Objective 1 ▸
Rewrite the stretch of the listing from the line containing "task | point to each instance of the out-of-focus" through the end of the listing, replacing "blurred hand" with "unfocused hand" and leaving everything else unchanged.

Supplied passage ▸
★ ★ ★

Overview

Amazon SageMaker is a comprehensive AWS machine learning (ML) service that is frequently used by data scientists to develop and deploy ML models at scale. By nature, working with ML models in production requires automation and orchestration for repeated model training, testing, evaluation, and likely integration with other services to acquire and prepare data.

Airflow is the perfect orchestrator to pair with SageMaker. With Airflow, you can easily orchestrate each step of your SageMaker pipeline, integrate with services that clean your data, and store and publish your results using only Python code.

In this guide, we'll review the SageMaker modules available as part of the AWS Airflow provider. We'll also provide two example implementations for using SageMaker with Airflow: one for using Airflow to get inferences from an existing SageMaker model, and one for using Airflow to orchestrate a full ML pipeline including creating, training, and testing a new SageMaker model.

SageMaker Modules

There are multiple SageMaker operators and sensors available within the AWS provider that cover a wide range of SageMaker features. All of these are built off of the SageMakerBaseOperator, which uses the SageMaker API under the hood. If you're new to working with SageMaker, it can be helpful to review the API documentation when configuring any of the available operators and sensors.

★ ★ ★

Dataset entries ▸

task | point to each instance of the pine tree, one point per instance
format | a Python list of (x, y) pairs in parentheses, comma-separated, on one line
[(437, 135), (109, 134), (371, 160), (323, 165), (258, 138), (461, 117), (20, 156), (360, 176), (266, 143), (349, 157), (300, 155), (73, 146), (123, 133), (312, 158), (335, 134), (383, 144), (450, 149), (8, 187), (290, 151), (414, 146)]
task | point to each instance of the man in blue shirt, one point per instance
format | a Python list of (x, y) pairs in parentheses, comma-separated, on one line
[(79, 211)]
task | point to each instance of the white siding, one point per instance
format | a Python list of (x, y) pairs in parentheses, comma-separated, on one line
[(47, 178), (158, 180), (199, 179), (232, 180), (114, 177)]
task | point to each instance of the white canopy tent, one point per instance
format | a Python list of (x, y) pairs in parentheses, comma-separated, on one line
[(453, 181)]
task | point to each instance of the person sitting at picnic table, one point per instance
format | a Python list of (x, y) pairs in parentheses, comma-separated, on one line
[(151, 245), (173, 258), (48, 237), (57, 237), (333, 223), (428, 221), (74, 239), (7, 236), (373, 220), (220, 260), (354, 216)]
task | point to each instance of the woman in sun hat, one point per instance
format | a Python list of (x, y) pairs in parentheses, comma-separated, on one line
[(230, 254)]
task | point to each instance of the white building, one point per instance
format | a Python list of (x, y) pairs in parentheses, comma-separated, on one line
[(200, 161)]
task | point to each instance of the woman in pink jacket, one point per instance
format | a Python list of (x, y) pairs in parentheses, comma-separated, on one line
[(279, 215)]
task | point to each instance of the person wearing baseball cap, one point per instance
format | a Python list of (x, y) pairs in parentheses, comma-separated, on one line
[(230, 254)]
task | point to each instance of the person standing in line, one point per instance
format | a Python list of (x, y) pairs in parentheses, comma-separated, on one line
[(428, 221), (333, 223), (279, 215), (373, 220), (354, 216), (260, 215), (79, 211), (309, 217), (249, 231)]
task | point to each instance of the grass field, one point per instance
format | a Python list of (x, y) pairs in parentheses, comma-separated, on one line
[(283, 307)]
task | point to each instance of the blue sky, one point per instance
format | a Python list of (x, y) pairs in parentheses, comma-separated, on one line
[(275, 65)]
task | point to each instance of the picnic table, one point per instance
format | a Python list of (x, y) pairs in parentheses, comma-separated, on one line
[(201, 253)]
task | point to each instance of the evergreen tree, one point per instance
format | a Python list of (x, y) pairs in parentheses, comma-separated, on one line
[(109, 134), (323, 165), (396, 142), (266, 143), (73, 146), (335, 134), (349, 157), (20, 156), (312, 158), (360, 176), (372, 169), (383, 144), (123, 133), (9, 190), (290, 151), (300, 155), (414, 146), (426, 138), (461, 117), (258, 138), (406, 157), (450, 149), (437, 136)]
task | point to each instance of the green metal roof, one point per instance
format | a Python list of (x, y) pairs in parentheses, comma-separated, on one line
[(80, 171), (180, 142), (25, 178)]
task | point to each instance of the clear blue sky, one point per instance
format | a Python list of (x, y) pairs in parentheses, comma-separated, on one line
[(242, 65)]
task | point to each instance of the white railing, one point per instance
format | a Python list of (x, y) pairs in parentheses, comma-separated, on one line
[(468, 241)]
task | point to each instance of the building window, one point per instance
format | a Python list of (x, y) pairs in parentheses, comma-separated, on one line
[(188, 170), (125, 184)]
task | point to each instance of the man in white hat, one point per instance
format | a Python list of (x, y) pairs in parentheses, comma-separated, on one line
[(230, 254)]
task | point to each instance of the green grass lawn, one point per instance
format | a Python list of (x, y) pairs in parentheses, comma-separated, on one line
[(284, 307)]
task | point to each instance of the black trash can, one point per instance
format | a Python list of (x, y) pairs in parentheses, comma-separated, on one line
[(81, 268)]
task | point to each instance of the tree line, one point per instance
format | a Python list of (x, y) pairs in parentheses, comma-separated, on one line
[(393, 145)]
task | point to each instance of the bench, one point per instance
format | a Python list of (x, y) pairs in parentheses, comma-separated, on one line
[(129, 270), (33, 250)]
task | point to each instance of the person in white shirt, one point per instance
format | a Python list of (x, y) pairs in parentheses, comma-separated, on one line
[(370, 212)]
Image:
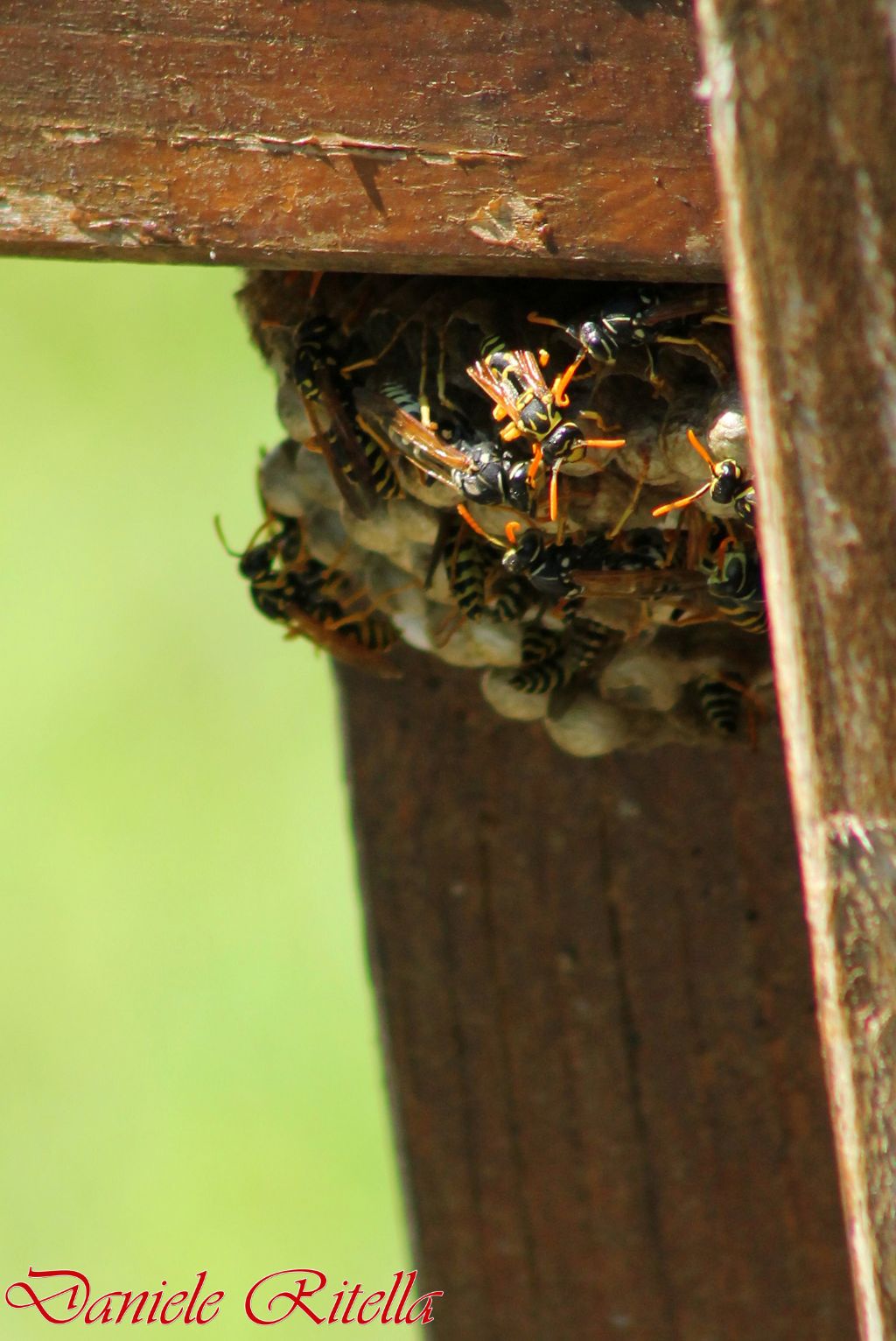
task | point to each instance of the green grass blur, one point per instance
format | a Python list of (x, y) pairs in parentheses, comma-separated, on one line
[(189, 1049)]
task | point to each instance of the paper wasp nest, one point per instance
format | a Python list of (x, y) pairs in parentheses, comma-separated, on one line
[(546, 483)]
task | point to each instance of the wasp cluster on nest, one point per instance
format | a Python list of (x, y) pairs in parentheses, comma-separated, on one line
[(545, 481)]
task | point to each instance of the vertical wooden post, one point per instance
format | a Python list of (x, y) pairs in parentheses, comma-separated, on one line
[(599, 1026), (803, 125)]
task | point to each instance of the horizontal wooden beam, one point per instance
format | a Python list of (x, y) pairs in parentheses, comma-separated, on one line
[(545, 137)]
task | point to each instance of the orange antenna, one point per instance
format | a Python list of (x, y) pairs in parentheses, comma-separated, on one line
[(554, 493), (700, 449), (472, 523), (239, 554), (561, 385)]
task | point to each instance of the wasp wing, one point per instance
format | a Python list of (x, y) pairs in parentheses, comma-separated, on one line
[(344, 453), (643, 584), (416, 441)]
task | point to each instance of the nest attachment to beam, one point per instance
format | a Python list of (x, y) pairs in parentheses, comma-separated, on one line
[(548, 483)]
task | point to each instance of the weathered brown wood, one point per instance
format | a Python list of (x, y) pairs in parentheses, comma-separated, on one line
[(598, 1014), (538, 137), (803, 110)]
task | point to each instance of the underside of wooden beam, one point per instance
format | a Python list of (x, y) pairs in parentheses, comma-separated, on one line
[(541, 138)]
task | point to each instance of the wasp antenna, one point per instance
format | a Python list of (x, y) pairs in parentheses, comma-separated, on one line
[(473, 524), (219, 529), (536, 460), (554, 493), (671, 507), (561, 383), (697, 446)]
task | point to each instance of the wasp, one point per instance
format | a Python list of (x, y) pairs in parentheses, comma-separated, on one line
[(596, 567), (355, 461), (312, 600), (543, 662), (466, 569), (515, 383), (735, 585), (720, 703), (472, 466), (727, 484), (510, 600), (636, 320)]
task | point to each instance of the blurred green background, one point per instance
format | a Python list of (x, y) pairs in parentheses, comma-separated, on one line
[(192, 1073)]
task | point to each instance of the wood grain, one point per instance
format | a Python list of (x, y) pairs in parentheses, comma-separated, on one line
[(538, 137), (803, 110), (599, 1029)]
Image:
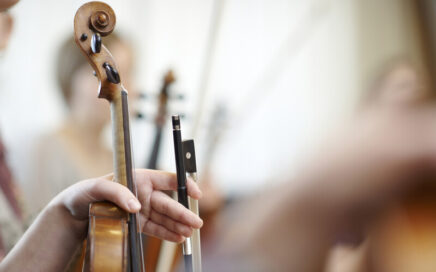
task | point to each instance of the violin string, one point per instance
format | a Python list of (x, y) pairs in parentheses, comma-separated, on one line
[(135, 188)]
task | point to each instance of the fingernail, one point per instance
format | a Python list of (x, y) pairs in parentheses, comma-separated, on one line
[(134, 205)]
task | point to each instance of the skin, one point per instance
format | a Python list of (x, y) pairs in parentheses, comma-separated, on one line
[(61, 227)]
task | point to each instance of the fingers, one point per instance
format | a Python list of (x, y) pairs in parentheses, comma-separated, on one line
[(161, 232), (162, 180), (170, 224), (102, 189), (163, 204)]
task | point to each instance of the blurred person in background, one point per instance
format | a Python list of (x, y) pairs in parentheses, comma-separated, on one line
[(12, 215), (401, 85), (345, 216), (61, 227), (77, 149)]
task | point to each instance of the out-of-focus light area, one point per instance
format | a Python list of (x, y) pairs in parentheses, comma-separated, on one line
[(283, 73)]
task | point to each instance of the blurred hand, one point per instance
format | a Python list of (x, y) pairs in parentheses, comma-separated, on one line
[(160, 215)]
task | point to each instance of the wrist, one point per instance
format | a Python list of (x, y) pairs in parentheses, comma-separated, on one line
[(58, 212)]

★ ★ ★

Objective 2 ▸
From the SageMaker overview, quote the stretch from "In this guide, we'll" through "operators and sensors." word for word.

Expected output 1 ▸
task | point to each instance of the out-of-focus light area, one point per instance
format | a Python list of (x, y) pairs in parentheses, comma-separated, on one line
[(283, 73)]
task | point to each instance of the unfocused hand, one point per instance
format | a Python list of (x, y) pairs in parentheses, comma-separated, on one line
[(160, 215)]
task | point to each instance of the wrist, one point per instance
format | a Python list of (x, y) pairs in parentheses, comma-separated, on one line
[(58, 212)]

Expected output 2 ▸
In this guide, we'll review the SageMaker modules available as part of the AWS Airflow provider. We'll also provide two example implementations for using SageMaker with Airflow: one for using Airflow to get inferences from an existing SageMaker model, and one for using Airflow to orchestrate a full ML pipeline including creating, training, and testing a new SageMaker model.

SageMaker Modules

There are multiple SageMaker operators and sensors available within the AWS provider that cover a wide range of SageMaker features. All of these are built off of the SageMakerBaseOperator, which uses the SageMaker API under the hood. If you're new to working with SageMaker, it can be helpful to review the API documentation when configuring any of the available operators and sensors.